[Contour annotation records]
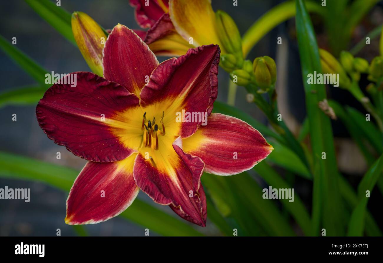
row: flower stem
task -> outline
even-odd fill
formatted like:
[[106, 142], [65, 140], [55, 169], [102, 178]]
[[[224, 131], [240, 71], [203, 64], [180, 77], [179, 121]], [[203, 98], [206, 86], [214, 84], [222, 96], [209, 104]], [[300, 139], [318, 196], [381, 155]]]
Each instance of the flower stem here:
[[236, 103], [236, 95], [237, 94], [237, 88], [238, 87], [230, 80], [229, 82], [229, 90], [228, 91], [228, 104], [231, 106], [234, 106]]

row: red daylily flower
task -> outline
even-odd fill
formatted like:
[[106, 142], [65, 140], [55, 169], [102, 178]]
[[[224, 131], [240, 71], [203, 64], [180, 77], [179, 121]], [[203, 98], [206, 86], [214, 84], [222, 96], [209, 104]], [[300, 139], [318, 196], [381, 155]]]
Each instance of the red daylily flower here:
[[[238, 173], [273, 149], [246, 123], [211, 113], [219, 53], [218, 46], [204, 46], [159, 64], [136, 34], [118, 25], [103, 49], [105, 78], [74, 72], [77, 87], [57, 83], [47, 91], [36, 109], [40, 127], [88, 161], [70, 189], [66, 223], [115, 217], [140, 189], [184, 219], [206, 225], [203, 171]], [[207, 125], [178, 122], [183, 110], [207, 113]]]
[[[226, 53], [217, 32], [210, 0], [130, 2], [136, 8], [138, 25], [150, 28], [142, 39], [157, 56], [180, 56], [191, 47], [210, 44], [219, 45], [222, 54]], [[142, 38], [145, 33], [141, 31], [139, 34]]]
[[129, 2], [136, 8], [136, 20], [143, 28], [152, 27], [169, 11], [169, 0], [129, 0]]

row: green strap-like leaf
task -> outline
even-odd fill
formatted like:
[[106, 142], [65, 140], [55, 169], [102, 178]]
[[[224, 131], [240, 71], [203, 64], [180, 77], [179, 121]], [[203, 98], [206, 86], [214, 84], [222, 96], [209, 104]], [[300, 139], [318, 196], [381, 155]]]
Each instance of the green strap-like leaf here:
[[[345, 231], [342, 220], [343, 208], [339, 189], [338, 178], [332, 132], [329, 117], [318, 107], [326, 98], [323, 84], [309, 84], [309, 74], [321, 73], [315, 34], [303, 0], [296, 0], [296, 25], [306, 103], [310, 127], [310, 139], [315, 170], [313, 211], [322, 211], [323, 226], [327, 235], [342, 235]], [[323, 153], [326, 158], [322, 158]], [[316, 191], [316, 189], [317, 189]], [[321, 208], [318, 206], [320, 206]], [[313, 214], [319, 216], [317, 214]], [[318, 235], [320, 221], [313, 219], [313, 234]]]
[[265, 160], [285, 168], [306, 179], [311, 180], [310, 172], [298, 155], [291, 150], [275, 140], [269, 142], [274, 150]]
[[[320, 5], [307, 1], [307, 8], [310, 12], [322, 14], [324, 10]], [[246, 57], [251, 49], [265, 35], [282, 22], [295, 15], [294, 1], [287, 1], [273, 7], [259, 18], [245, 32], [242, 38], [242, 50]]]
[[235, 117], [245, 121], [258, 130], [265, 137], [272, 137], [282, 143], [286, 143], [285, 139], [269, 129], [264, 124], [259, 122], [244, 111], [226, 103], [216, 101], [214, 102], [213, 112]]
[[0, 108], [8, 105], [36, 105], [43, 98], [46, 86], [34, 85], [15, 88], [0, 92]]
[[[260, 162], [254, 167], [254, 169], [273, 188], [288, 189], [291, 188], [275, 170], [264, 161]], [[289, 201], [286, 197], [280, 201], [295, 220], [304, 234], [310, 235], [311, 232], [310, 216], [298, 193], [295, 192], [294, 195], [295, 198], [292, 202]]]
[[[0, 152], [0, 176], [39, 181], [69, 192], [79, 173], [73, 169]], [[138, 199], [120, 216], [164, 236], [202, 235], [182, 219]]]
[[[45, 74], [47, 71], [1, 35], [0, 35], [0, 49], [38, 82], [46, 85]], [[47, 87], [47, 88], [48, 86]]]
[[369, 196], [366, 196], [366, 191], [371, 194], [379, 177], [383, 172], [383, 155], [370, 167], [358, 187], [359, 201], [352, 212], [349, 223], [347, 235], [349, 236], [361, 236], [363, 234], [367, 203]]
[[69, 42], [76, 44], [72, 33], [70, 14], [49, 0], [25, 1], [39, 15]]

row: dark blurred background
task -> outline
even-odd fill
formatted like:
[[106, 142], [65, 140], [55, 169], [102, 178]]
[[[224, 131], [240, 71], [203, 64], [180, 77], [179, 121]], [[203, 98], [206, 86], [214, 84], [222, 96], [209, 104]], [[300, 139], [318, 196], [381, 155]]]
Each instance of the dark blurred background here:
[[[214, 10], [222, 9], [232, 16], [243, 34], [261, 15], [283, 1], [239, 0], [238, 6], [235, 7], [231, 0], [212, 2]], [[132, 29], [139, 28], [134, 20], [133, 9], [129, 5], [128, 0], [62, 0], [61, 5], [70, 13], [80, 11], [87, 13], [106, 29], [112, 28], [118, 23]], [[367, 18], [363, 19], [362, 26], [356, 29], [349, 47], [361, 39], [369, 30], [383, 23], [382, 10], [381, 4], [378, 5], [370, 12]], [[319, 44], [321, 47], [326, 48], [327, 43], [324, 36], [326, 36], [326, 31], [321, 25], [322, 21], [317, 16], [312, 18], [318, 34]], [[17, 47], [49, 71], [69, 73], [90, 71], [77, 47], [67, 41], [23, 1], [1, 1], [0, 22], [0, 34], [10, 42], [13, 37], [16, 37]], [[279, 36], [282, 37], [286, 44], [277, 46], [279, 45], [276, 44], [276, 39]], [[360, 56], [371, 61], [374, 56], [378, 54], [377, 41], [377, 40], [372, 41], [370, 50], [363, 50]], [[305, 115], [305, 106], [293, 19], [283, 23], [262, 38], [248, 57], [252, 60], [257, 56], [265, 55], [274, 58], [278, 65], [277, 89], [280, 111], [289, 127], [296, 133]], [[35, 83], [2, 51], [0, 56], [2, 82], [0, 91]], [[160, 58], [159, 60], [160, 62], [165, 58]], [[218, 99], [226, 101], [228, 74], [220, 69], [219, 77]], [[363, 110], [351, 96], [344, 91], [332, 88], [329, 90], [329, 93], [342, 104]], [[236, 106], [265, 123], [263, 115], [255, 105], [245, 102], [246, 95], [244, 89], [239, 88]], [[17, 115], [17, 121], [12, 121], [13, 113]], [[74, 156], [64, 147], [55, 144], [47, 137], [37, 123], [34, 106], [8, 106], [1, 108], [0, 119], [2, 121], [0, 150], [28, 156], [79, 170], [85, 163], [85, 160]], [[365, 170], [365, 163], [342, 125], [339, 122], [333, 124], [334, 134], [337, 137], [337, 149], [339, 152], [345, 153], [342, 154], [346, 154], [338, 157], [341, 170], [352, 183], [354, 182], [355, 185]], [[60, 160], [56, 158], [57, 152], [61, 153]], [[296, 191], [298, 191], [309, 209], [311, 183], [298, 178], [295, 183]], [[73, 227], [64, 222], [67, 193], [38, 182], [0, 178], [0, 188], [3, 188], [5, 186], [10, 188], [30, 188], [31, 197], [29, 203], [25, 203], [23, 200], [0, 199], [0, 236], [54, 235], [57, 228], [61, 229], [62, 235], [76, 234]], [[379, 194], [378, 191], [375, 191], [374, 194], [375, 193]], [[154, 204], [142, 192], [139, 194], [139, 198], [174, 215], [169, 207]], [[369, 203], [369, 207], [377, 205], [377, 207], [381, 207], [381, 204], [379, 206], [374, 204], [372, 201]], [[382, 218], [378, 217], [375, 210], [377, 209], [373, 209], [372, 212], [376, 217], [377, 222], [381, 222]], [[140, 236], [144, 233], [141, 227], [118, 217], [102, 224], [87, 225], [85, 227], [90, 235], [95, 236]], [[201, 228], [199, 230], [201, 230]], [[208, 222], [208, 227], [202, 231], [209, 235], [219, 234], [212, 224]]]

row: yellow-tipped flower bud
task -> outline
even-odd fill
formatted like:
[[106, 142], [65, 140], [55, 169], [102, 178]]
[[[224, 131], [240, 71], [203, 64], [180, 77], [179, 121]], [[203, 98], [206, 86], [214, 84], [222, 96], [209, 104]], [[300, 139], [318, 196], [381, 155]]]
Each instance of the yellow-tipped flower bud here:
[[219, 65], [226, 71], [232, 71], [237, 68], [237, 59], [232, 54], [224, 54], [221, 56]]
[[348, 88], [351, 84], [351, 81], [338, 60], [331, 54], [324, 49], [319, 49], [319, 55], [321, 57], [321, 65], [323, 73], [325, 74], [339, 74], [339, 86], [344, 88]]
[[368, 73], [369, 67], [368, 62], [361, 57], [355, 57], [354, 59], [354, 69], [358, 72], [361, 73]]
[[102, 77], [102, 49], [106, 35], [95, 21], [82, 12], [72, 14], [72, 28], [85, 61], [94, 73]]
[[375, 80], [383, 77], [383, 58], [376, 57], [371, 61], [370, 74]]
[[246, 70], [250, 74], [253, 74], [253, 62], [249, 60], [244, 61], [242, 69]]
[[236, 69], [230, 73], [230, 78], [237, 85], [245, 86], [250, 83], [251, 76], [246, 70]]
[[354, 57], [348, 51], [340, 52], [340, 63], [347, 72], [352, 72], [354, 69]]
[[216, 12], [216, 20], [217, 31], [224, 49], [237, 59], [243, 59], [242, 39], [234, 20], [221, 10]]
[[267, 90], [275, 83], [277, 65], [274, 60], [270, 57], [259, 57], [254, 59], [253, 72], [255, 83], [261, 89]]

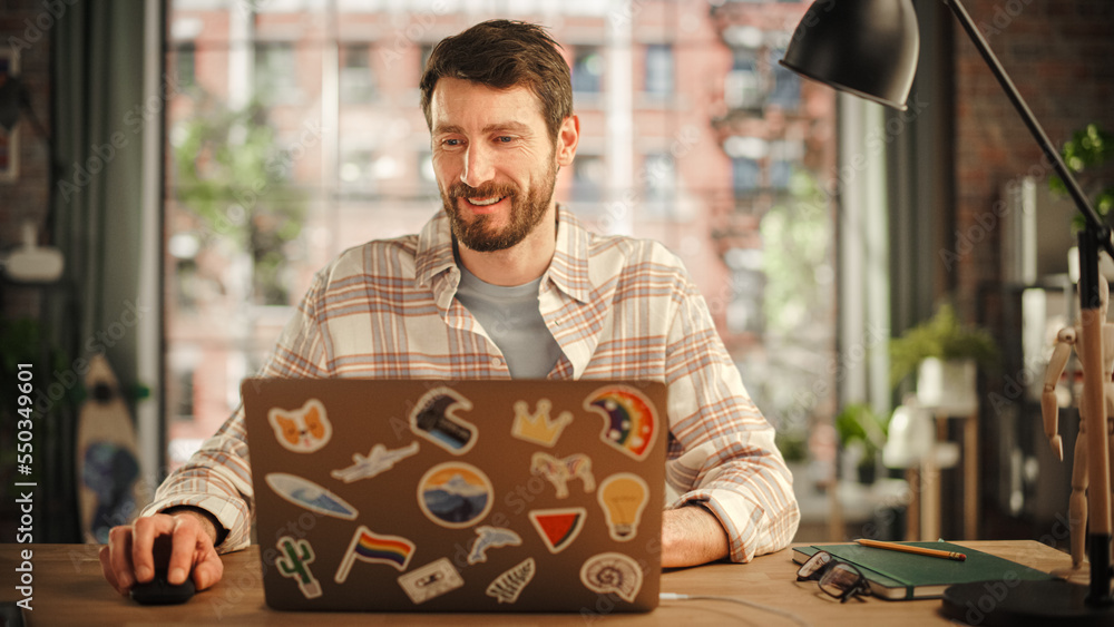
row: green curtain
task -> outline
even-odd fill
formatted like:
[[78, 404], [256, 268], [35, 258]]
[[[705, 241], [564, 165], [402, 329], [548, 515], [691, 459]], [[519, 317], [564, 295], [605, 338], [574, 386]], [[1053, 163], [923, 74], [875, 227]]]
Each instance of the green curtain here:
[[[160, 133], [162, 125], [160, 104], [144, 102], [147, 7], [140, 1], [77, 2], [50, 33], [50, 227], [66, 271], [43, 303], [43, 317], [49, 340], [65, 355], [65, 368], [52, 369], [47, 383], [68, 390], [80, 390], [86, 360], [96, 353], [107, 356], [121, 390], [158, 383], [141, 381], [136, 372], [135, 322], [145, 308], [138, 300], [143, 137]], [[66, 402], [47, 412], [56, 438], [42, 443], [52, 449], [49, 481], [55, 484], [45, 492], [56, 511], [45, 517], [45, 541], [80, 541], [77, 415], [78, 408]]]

CHALLENGE: Rewrite as a numbered list everything in the records from the line containing "row: green curtain" down to the line containing "Each instance of the green curtain", including both of those lines and leaving out any blank lines.

THE COMPLETED TASK:
1. row: green curtain
2. task -> outline
3. even-odd fill
4. formatted like:
5. [[78, 404], [256, 268], [35, 258]]
6. [[[705, 241], [564, 165], [402, 329], [548, 515], [691, 459]], [[519, 317], [564, 295], [605, 338], [574, 386]], [[1053, 163], [923, 74], [875, 227]]]
7. Each instance of the green curtain here:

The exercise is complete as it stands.